List every line in the rows below that contains the word "small".

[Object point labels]
..........

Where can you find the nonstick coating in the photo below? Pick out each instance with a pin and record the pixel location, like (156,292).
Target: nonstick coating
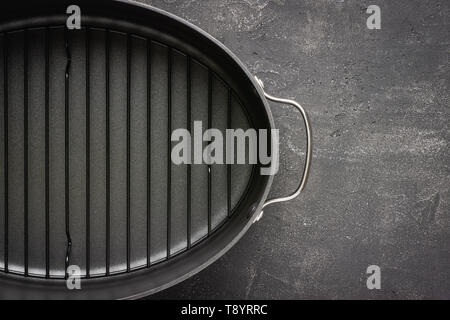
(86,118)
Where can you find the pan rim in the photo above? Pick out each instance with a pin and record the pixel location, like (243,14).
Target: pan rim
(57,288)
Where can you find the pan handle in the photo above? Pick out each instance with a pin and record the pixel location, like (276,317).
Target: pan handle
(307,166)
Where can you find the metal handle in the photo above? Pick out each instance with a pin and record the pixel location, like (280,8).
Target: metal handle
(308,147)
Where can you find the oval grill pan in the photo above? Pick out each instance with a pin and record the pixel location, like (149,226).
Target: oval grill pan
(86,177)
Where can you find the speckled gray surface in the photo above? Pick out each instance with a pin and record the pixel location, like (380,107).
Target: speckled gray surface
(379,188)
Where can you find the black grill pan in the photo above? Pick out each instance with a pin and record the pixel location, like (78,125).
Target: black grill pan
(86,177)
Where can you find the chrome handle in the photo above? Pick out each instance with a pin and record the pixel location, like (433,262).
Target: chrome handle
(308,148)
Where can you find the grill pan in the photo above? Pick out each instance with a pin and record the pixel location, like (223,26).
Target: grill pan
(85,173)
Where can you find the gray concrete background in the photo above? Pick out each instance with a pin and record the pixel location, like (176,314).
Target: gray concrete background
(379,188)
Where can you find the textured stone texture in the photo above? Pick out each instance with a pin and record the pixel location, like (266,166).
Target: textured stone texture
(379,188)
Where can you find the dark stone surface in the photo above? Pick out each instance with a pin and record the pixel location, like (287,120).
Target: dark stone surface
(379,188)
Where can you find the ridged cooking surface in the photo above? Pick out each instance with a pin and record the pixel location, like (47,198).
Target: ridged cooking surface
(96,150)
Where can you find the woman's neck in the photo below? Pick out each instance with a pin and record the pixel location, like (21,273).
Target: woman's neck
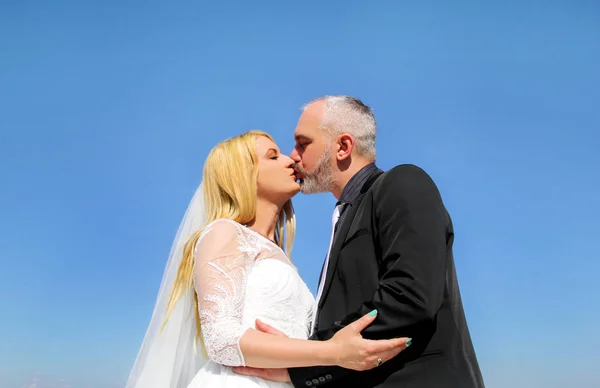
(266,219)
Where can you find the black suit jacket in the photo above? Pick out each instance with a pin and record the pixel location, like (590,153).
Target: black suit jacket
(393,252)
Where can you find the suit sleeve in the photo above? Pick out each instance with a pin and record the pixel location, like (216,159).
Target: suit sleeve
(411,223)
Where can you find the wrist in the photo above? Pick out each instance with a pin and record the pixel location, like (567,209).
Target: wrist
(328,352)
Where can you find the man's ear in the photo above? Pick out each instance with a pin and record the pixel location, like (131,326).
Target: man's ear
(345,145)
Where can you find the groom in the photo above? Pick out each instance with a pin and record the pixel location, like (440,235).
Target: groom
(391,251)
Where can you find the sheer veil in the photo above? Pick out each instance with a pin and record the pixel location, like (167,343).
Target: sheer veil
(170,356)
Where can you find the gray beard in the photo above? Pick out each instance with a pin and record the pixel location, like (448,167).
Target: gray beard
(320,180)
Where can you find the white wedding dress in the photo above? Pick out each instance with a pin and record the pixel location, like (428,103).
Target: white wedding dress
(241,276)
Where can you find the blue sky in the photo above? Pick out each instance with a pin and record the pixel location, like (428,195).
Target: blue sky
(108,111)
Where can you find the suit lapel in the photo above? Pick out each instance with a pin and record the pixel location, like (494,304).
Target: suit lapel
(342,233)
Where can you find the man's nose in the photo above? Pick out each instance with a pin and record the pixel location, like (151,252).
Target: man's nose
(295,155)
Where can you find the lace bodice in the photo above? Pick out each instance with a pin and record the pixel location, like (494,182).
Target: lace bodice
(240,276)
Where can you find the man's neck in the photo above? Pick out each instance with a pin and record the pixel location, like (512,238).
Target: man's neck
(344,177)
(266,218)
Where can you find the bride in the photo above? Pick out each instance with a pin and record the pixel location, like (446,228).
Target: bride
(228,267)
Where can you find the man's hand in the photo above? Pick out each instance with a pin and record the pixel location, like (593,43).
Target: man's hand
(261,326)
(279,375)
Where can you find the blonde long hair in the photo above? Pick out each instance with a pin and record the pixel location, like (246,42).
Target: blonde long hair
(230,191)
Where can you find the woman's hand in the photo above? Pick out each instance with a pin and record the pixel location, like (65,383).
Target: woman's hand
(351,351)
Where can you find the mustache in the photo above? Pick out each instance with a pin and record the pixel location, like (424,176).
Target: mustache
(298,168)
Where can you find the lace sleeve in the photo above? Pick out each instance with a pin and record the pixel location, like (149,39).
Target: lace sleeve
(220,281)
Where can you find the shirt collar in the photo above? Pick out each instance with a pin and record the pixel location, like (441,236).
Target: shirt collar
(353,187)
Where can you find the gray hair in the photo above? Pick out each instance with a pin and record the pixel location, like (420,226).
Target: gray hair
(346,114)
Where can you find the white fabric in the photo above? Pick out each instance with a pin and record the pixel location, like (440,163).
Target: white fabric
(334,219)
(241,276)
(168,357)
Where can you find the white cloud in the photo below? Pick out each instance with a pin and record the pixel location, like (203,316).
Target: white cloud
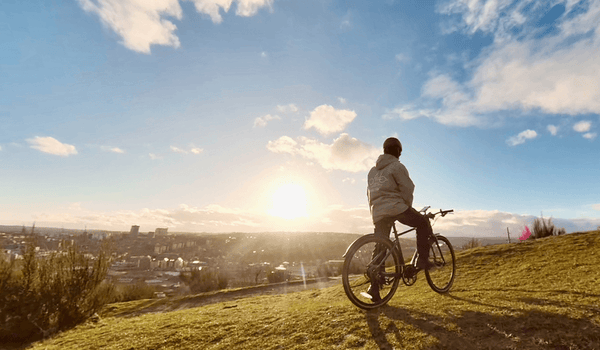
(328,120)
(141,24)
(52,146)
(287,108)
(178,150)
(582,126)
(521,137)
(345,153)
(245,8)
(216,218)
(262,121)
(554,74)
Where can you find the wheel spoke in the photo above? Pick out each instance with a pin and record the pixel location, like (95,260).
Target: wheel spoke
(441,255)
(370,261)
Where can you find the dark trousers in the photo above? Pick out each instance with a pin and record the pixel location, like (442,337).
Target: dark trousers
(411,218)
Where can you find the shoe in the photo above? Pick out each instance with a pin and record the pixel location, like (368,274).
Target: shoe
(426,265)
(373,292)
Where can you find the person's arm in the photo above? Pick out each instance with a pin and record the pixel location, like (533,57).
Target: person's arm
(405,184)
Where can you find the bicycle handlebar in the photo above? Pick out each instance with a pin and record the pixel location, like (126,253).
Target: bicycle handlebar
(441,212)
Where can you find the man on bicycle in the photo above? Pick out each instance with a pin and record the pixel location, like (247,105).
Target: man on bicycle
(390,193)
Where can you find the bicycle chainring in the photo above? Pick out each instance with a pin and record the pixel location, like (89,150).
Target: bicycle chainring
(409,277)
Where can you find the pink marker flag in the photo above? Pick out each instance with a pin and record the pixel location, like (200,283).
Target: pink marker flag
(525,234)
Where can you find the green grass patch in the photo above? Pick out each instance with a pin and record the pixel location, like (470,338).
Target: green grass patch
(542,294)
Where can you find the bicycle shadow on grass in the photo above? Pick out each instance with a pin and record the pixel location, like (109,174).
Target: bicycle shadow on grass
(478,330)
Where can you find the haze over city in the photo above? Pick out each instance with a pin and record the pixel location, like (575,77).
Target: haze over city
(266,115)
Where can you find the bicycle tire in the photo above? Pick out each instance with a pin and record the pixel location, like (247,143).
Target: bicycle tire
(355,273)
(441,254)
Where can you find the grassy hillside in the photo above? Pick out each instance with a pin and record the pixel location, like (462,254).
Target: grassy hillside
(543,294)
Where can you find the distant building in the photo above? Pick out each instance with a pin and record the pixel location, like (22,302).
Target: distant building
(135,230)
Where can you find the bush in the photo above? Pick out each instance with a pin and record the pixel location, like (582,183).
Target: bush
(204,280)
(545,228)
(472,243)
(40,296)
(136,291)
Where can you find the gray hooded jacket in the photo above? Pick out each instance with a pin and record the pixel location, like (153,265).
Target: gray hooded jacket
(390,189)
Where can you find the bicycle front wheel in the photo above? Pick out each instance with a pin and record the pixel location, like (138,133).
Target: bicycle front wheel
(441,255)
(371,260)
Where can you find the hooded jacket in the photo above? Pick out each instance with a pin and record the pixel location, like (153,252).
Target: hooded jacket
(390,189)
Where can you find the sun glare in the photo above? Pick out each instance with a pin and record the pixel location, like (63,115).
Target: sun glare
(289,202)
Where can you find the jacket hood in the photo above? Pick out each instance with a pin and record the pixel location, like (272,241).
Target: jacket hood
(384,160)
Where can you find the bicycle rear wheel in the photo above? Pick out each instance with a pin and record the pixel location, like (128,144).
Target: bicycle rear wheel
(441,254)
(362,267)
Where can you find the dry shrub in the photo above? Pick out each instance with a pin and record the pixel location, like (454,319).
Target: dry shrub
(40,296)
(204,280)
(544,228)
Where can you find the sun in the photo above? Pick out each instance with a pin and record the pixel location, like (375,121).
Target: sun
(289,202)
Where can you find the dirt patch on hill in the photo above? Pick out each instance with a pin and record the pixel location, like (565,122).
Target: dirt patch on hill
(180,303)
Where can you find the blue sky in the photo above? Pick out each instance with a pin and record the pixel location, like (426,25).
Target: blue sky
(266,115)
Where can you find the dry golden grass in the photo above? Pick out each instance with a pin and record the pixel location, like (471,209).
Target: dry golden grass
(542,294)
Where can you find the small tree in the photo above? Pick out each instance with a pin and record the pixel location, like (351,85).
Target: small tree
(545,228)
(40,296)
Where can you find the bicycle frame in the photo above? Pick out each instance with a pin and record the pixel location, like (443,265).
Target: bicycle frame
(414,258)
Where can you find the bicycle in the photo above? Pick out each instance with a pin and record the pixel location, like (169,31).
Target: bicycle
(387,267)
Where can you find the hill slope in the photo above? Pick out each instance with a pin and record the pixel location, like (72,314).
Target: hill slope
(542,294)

..........

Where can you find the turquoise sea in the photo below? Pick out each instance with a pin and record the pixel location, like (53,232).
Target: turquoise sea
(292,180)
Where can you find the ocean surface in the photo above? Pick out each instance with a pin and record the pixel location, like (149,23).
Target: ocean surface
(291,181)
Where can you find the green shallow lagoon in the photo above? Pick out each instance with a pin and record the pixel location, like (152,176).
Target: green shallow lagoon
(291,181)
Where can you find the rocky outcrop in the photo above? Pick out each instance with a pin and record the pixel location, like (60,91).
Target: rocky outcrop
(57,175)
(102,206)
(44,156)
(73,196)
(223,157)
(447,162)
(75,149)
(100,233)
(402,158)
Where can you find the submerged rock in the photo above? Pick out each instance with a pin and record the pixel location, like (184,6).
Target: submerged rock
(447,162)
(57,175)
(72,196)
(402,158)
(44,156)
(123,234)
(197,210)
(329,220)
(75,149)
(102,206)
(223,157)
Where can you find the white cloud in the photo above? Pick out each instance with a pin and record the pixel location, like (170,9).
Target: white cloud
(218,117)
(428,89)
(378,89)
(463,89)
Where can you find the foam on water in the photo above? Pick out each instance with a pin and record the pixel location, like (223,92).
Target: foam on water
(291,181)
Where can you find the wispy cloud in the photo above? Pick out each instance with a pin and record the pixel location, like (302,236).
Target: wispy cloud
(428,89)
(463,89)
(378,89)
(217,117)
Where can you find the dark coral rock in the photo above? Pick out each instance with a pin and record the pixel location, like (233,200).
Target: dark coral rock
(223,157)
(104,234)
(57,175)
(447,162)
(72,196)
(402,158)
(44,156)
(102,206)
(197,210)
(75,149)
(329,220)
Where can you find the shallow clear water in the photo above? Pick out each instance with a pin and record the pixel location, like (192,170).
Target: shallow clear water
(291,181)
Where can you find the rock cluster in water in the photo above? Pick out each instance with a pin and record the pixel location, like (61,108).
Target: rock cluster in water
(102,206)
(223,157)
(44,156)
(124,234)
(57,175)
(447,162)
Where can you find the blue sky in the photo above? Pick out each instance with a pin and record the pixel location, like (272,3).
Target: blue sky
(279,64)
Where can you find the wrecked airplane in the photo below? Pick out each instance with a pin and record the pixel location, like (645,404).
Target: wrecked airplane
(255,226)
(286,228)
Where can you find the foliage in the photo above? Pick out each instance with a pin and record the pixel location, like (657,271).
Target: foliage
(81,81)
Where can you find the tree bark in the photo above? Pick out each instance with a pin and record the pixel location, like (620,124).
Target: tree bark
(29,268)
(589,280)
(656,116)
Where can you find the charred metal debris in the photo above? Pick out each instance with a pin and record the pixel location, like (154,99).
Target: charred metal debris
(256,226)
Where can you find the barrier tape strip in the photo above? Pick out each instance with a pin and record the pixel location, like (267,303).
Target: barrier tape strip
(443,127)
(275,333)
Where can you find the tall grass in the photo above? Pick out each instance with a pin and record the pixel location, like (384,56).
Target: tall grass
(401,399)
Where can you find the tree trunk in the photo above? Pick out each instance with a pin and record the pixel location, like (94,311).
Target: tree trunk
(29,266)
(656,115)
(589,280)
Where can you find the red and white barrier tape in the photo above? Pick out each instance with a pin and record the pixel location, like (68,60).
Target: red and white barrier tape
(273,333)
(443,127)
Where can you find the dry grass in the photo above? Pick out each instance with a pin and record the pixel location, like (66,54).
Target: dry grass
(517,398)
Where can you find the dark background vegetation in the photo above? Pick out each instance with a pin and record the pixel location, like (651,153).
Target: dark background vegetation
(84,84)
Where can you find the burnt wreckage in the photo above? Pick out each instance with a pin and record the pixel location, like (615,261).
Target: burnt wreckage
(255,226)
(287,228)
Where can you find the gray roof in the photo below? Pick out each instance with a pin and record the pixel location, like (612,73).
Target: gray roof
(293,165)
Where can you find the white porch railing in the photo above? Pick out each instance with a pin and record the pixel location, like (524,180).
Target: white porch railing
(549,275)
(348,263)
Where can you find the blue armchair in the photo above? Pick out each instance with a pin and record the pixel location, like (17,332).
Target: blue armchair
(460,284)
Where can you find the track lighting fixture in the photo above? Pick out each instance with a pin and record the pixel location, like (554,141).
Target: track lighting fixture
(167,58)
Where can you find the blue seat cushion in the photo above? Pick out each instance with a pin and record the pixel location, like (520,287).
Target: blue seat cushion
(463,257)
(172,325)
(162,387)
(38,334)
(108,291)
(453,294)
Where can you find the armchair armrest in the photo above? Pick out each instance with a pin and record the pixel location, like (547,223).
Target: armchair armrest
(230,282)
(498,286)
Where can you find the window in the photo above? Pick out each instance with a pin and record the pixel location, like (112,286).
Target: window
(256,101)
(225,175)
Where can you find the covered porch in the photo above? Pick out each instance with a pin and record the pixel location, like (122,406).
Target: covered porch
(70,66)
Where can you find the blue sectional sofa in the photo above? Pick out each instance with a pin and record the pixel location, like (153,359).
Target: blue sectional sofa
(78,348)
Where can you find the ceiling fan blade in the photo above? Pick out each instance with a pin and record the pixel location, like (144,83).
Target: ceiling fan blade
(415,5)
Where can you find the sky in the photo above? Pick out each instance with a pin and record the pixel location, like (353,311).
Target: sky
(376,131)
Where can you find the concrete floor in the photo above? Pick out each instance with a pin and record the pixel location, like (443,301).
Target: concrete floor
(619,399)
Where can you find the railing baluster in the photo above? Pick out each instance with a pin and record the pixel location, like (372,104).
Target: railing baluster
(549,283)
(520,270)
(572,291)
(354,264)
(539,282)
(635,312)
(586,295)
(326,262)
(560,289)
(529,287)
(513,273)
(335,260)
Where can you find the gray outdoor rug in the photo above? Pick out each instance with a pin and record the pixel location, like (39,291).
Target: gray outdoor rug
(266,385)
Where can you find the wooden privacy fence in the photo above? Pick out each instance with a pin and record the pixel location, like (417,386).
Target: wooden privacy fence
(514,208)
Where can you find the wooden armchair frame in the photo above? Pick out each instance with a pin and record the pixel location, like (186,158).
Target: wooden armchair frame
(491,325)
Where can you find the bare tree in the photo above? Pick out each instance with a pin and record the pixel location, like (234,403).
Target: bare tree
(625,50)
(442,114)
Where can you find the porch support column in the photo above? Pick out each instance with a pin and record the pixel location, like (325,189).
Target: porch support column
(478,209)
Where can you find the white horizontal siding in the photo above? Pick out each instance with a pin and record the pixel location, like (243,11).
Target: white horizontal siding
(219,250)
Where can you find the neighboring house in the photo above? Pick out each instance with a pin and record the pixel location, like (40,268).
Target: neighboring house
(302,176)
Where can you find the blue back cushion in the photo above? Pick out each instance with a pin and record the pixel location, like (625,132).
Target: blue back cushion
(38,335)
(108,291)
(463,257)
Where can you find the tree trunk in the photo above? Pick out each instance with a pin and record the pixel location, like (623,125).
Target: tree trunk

..........

SOLUTION TO THIS PROBLEM —
Where can you find the small tree in the photo above? Pick out each instance with a pin and record the pixel location, like (351,85).
Target: small tree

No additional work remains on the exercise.